11 de janeiro de 2008

Passado que se vai

Olha só, é mais uma parte da nossa história desaparecendo ao longo do tempo.
Essa ruína fica na esquina da Ribeiro da Silva com Barão de Piracicaba, na frente do prédio que hoje é da Porto Seguro, e que antes era da Pirelli.
Esse prédio da Porto Seguro é bem o retrato desta nossa cidade maluca: alguém derruba a mata, abre uma chácara, tira dela seu sustento por uma ou duas gerações, depois loteia, outro alguém constrói uma casa, ocupa por uma ou duas gerações, depois vende para outro alguém que faz um prédio, e que depois vende para outro.... E tudo isso em apenas um século!.
Isso, é uma questão de cultura. Na Europa, como regra geral, se rearranja o equipamento existente, reformando e adaptando-o de forma que volte a ser útil, sem necessidade de destruir. Aqui, a regra é destruir e construir de novo. A cidade se reconstrói constantemente, descartando os equipamentos e substituindo por outros mais atualizados, como se fosse uma fênix.

■ ■ ■ ■

• [Instruções de trabalho]
#1 Segundo o texto em estudo, a quem pertencia antes o prédio que hoje é da Porto Seguro?
#2 Copie do texto em estudo, sem nenhuma alteração, o trecho de "Esse prédio da" a "fosse uma fênix.".
#3 Reescreva de forma mais curta o parágrafo do texto em estudo que começa com "Isso, é uma questão de cultura", mantendo os fatos principais.

■ ■ ■ ■

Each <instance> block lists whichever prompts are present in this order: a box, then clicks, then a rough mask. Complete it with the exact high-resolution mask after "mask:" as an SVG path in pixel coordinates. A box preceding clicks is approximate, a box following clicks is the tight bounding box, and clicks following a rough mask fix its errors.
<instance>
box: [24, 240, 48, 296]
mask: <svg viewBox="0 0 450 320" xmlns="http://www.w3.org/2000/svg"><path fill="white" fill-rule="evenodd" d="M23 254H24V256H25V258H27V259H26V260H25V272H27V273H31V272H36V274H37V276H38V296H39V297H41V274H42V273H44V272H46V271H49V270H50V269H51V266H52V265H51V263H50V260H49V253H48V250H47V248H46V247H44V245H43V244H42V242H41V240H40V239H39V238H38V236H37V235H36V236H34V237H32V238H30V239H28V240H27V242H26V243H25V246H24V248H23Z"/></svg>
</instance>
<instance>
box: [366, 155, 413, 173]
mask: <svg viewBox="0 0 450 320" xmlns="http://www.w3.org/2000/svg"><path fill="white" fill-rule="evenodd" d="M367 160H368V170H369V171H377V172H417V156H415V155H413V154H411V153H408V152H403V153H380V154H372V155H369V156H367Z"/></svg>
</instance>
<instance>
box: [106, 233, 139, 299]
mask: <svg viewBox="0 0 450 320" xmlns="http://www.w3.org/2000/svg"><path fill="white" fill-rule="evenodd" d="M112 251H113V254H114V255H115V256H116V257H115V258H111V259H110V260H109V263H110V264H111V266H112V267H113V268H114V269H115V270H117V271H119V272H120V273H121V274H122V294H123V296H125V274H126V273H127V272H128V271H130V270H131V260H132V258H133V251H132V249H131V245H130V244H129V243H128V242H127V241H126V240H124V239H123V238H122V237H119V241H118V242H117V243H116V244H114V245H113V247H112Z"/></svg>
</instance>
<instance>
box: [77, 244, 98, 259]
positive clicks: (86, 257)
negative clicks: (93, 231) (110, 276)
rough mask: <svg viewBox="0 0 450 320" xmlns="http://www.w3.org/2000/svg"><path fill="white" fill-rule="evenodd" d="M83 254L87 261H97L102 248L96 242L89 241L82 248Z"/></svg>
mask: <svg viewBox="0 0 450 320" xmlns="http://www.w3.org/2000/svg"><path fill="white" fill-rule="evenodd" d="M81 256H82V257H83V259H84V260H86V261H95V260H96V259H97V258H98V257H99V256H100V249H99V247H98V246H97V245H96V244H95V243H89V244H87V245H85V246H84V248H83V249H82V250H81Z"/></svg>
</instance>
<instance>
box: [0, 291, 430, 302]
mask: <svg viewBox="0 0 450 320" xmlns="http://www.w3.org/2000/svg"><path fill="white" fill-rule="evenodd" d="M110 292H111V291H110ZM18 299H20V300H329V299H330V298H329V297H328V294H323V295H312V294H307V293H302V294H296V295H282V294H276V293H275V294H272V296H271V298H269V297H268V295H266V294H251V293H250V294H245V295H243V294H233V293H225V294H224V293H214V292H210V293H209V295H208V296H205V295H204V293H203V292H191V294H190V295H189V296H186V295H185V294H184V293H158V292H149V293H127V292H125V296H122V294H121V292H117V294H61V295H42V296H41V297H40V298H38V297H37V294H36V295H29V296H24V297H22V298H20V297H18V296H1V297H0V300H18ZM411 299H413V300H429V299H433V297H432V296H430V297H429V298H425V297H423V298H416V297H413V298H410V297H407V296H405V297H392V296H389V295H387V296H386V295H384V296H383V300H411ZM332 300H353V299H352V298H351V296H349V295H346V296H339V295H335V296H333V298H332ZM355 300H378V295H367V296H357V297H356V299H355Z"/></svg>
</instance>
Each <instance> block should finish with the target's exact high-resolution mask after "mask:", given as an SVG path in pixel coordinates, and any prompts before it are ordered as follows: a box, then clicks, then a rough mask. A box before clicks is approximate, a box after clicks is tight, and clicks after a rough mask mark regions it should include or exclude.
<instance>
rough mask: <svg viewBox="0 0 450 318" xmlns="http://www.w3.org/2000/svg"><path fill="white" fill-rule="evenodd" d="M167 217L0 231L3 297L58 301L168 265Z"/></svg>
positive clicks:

■ ■ ■ ■

• [Soluções]
#1 À Pirelli.

#2
Esse prédio da Porto Seguro é bem o retrato desta nossa cidade maluca: alguém derruba a mata, abre uma chácara, tira dela seu sustento por uma ou duas gerações, depois loteia, outro alguém constrói uma casa, ocupa por uma ou duas gerações, depois vende para outro alguém que faz um prédio, e que depois vende para outro.... E tudo isso em apenas um século!.
Isso, é uma questão de cultura. Na Europa, como regra geral, se rearranja o equipamento existente, reformando e adaptando-o de forma que volte a ser útil, sem necessidade de destruir. Aqui, a regra é destruir e construir de novo. A cidade se reconstrói constantemente, descartando os equipamentos e substituindo por outros mais atualizados, como se fosse uma fênix.

#3 Trata-se de uma questão de cultura. Na Europa, em geral, o que já existe é reformado e adaptado para voltar a ser útil, sem ser destruído. Aqui, a regra é destruir e construir de novo, e a cidade se reconstrói o tempo todo, como uma fênix, trocando o antigo por algo mais atualizado.